Écrivez la suite du texte sur l'écriture introspective et le piège de l'ego, en partant de sa dernière phrase.

- [BLOC DE TEXTE]
┄┄┄┄┄┄

Depuis des années je m'interroge sur le sens de mon écriture ici, sans en élucider vraiment les motivations profondes. Je me sens ambivalent, tantôt en considérant que ce que j'élabore ici a forcément une utilité ; tantôt en me demandant en quoi elle peut consister. Je ressens mon écriture comme anarchique, pulsionnelle, libératoire... et en même temps corsetée par je ne sais quelle contrainte auto-administrée. Une forme d'autocensure existe. Ou du moins à existé... Elle n'a pas nécessairement été nuisible puisque, la percevant, elle m'offrait des pistes vers les zones sombres qui m'apparaissaient.

J'en parle au passé parce que je ne la ressens plus vraiment présente. Il me semble que mon rapport à l'écriture "à lire" est en évolution. Le fait de me sentir un peu caché, perdu dans un recoin oublié d'internet, quasiment sans rapport direct aux lecteurs - dont je n'ai plus aucune idée du nombre - joue certainement un rôle facilitateur. Et puis je le constate : je n'ai plus de grands questionnements.

Le seul qui demeure et sur lequel je puis agir est mon rapport à la solitude, pour la part qui l'oppose à une aspiration encore relativement floue à "la rencontre". Aspiration que je pourrais résumer en un "manque d'autre". L'autre en question étant chargé(e) d'un certain nombre de représentations que je sais "exigeantes", comme je l'ai évoqué lors de mes tentatives du côté des sites dédiés. Expériences restées sans suite, faute de motivation. Faute de... "Rencontre" !

Le 7 août j'ai écrit une ligne. Une seule ligne : « Écrire les faits, seulement les faits. Sans jugement, sans interprétation, sans chercher à donner sens ». Je venais de lire l'étude mentionnée plus tard, le 16 août, et elle entrait en résonance avec la gêne [idée d'auto-jugement] que je ressentais à décrire les critères d'attirance féminine qui me constituent. Depuis je n'ai rien écrit mais j'ai pensé plusieurs fois à ces mots : « écrire sans jugement »...

Aujourd'hui je suis revenu lire l'étude susmentionnée et j'ai retrouvé la phrase qui avait servi de déclic : « Si nous lisons dans la plupart des journaux intimes présents sur internet, nous verrons invariablement que la plupart du temps, l'auteur est pris au piège de l'ego et se met à son service. Le journal intime est neuf fois sur dix un étalage du moi. Pas une compréhension du moi ». Or j'ai eu pour ambition, durant les périodes les plus fastes de mon introspection, de mieux comprendre comment je fonctionnais. L'écriture introspective était censée me permettre de m'observer de façon "extérieure". Cela a fonctionné, j'en suis convaincu : je suis plus lucide sur moi-même. Mais en même temps... ne suis-je pas tombé aussi dans le piège de l'égo ?

L'article "Lucidité et introspection", écrit par Serge Carfantan, pourrait me fournir des éléments de réponse...

┄┄┄┄┄┄

- [DONNÉES RECUEILLIES]
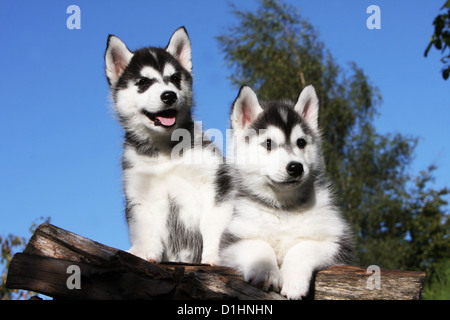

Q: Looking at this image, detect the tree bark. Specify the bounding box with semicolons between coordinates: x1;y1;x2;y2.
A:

┄┄┄┄┄┄

- [RÉSULTAT ATTENDU]
L'auteur base sa réflexion sur un texte de Krishnamurti : "De la conscience de soi".
« Nous appelons introspection le fait de regarder en soi-même, de s'examiner soi-même. Or, pourquoi s'examine-t-on ? En vue de s'améliorer, en vue de changer, en vue de modifier. Vous vous livrez à l'introspection en vue de devenir quelque chose, sans quoi vous ne vous complairiez pas en l'introspection. Vous ne vous examineriez pas s'il n'y avait pas le désir de modifier, de changer, de devenir autre chose que ce que vous êtes. [...] L'introspection est un processus qui consiste à transformer ce qui est en quelque chose qui n'est pas. »

Si je m'en tiens à cette approche, mon écriture ne serait pas vraiment introspective puisque je cherche avant tout à comprendre (connaître) ce qui m'anime. Pas forcément à (me) changer. Ou alors à la marge, pour ce qui me déplaît de moi-même et pour lequel le changement me paraît accessible par simple prise de conscience. D'ailleurs je ne ressens pas les conséquences que Krishnamurti attibue à l'introspection : un effet dépressif. Je cite : « lorsqu'il y a introspection (...), il y a toujours un but en vue; et lorsque ce but n'est pas atteint, il y a de la mauvaise humeur, une dépression. Ainsi l'introspection va invariablement de pair avec la dépression. »

Dépression ? Je ne me souviens pas avoir ressenti cela après avoir écrit. De la gêne oui, parfois, voire un peu de honte, mais point de phénomène dépressif ou auto-dénigrant. Ma démarche d'écriture ne serait donc pas introspective ? Avec mes mots je l'ai souvent nommée "travail de conscientisation" (ou "de connaissance"). Le texte propose une autre piste, avec un terme que j'ai lui aussi souvent employé comme conséquence de ma démarche : la lucidité.

Voici ce qu'en dit Krishnamurti : « La lucidité est l'observation sans condamnation. La lucidité engendre la compréhension, car elle ne comporte ni condamnation ni identification, mais une observation silencieuse ». Là où je mets la lucidité comme conséquence de la prise de conscience, lui la situe en préalable. Dans l'ordre chronologique il y aurait donc : observation, puis lucidité, et enfin compréhension. Tandis que pour moi il y aurait : observation, puis compréhension, et enfin lucidité.

Peu importe, je ne crois pas que ça change fondamentalement les choses. L'important est ailleurs.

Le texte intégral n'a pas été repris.